• _Data to examine_:
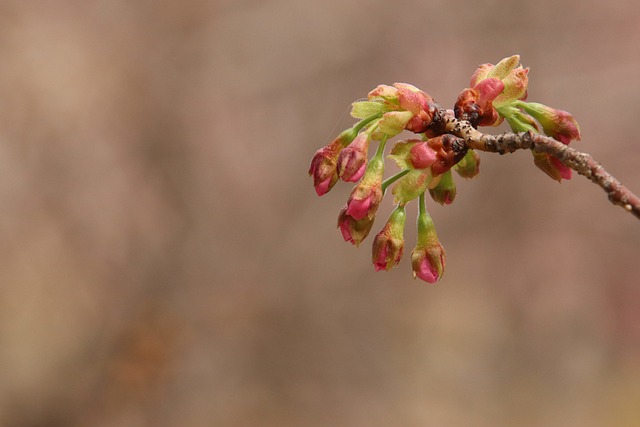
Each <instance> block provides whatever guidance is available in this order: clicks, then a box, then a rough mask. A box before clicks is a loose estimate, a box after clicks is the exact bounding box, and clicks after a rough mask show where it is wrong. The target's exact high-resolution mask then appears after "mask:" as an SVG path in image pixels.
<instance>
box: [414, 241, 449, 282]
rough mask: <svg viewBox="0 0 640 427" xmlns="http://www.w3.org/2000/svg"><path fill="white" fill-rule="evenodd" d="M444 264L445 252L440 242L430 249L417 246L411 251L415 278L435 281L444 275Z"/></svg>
mask: <svg viewBox="0 0 640 427" xmlns="http://www.w3.org/2000/svg"><path fill="white" fill-rule="evenodd" d="M444 264H445V252H444V248H443V247H442V245H441V244H440V242H438V243H437V245H434V246H432V247H431V248H430V250H427V249H418V248H415V249H414V250H413V251H412V252H411V266H412V268H413V278H414V279H415V278H416V277H417V278H419V279H421V280H424V281H425V282H427V283H435V282H437V281H438V280H439V279H440V277H441V276H442V273H443V271H444Z"/></svg>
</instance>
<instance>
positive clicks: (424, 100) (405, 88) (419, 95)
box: [394, 83, 437, 133]
mask: <svg viewBox="0 0 640 427" xmlns="http://www.w3.org/2000/svg"><path fill="white" fill-rule="evenodd" d="M394 86H395V87H396V88H397V89H398V102H399V103H400V108H402V109H403V110H406V111H410V112H411V113H412V114H413V117H412V118H411V120H409V122H408V123H407V125H406V129H407V130H408V131H411V132H414V133H422V132H425V131H426V130H427V128H428V127H429V125H431V122H432V121H433V117H434V115H435V114H436V110H437V104H436V102H435V101H434V99H433V98H432V97H431V95H429V94H427V93H425V92H423V91H421V90H419V89H418V88H416V87H414V86H412V85H409V84H406V83H395V84H394Z"/></svg>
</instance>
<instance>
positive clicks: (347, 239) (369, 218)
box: [338, 206, 375, 246]
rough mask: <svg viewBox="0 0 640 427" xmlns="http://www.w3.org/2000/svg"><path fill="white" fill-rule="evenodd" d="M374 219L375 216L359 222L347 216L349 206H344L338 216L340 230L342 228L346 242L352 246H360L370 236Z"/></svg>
mask: <svg viewBox="0 0 640 427" xmlns="http://www.w3.org/2000/svg"><path fill="white" fill-rule="evenodd" d="M374 218H375V217H374V216H370V217H369V216H366V217H364V218H362V219H360V220H357V219H355V218H353V217H352V216H351V215H349V214H347V206H344V207H343V208H342V210H341V211H340V215H338V228H340V232H341V233H342V238H343V239H344V241H345V242H349V243H351V244H352V245H356V246H358V245H360V243H362V241H363V240H364V239H366V237H367V236H368V235H369V232H370V231H371V227H372V226H373V222H374Z"/></svg>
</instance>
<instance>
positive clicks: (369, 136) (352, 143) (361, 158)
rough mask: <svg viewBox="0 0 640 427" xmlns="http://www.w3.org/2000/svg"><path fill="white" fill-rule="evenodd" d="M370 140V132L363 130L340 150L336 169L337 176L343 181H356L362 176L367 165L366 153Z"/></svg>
mask: <svg viewBox="0 0 640 427" xmlns="http://www.w3.org/2000/svg"><path fill="white" fill-rule="evenodd" d="M370 142H371V137H370V133H369V132H363V133H360V134H359V135H358V136H357V137H356V139H354V140H353V142H352V143H351V144H350V145H349V146H348V147H347V148H345V149H343V150H342V151H341V152H340V155H339V156H338V164H337V170H338V176H340V178H342V180H343V181H348V182H356V181H358V180H359V179H360V178H362V175H364V171H365V169H366V166H367V153H368V151H369V143H370Z"/></svg>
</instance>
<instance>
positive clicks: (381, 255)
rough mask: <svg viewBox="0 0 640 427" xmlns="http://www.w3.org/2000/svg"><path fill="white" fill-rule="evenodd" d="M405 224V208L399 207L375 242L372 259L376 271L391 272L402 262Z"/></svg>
mask: <svg viewBox="0 0 640 427" xmlns="http://www.w3.org/2000/svg"><path fill="white" fill-rule="evenodd" d="M404 223H405V212H404V206H403V205H399V206H398V207H397V208H396V209H395V210H394V211H393V212H392V213H391V216H389V219H388V220H387V223H386V224H385V226H384V228H383V229H382V230H381V231H380V232H379V233H378V234H377V235H376V237H375V239H374V241H373V250H372V258H373V266H374V268H375V269H376V271H380V270H390V269H391V268H393V267H395V266H396V265H397V264H398V262H400V258H402V252H403V250H404V236H403V234H404Z"/></svg>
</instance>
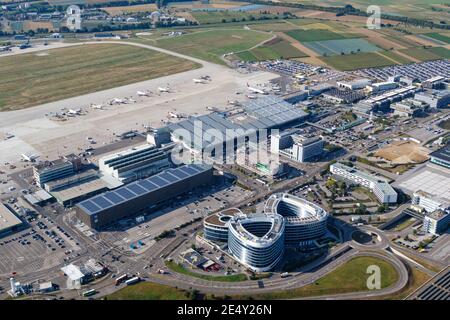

• _What you are asked to do_: Copy each line of the material where "positive" is found.

• _Solution for this exercise_:
positive clicks: (424, 100) (405, 88) (419, 95)
positive clicks: (347, 239) (369, 218)
positive clicks: (369, 136) (352, 143) (361, 158)
positive clicks: (381, 255)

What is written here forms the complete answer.